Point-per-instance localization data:

= Beginning of Section =

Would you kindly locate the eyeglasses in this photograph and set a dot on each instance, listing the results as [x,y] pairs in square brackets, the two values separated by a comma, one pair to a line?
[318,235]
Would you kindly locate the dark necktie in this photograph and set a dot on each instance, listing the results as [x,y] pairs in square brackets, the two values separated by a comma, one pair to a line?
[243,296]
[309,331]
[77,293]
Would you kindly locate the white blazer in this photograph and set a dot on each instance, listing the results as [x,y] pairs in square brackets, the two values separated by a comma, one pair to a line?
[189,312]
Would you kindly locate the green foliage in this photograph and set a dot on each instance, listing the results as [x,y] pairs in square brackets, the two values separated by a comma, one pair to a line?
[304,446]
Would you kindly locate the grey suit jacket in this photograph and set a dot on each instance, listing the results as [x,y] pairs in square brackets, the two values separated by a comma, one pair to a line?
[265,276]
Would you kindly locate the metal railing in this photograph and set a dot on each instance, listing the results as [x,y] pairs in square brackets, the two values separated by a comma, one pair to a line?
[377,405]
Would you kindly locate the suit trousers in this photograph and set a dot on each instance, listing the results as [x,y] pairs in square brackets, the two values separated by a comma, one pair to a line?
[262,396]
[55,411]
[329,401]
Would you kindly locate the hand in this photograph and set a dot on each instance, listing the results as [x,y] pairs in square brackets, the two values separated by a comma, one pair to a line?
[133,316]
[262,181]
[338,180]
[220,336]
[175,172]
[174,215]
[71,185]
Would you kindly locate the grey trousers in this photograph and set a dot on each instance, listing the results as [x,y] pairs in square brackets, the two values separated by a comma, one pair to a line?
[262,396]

= End of Section =

- [About this exercise] In the records above, locate the line that contains "Would you kindly locate the green". Repeat it and every line after it, exactly, and nothing else.

- [Response to this task]
Would you kindly locate the green foliage in this photograph and set a dot on each instance, listing the results as [x,y] pairs in square brackets, the two values separated by a comma, one pair to a line?
[304,446]
Would you kindly locate the grey suit jacket in this photograph and set a dot on each instance, listing the results as [x,y] pairs in square brackets, the two values separated by a comma, one pair to a line?
[265,276]
Would you kindly locate the metal railing in this photograph and set a dot on each instance, listing the results as [x,y] pairs in square brackets, the two values separated by a comma, one pair to a line?
[377,405]
Would you kindly locate the suit trousers in this photograph and set a dot on each instance, listing the results as [x,y] pairs in square brackets, the two values separated by a comma, one pair to a line?
[262,396]
[55,411]
[329,401]
Would you kindly locate the hand in this photograph and set a dot on each instance, listing the results as [x,y] pairs in square brackets, the two values separated by a comma, one pair to a line?
[133,316]
[262,181]
[338,180]
[220,336]
[175,172]
[174,215]
[71,185]
Would you kindly locate the grey trousers in this photograph and set a dot on each instance, listing the results as [x,y] pairs in square brackets, the two values separated by a comma, one pair to a line?
[262,396]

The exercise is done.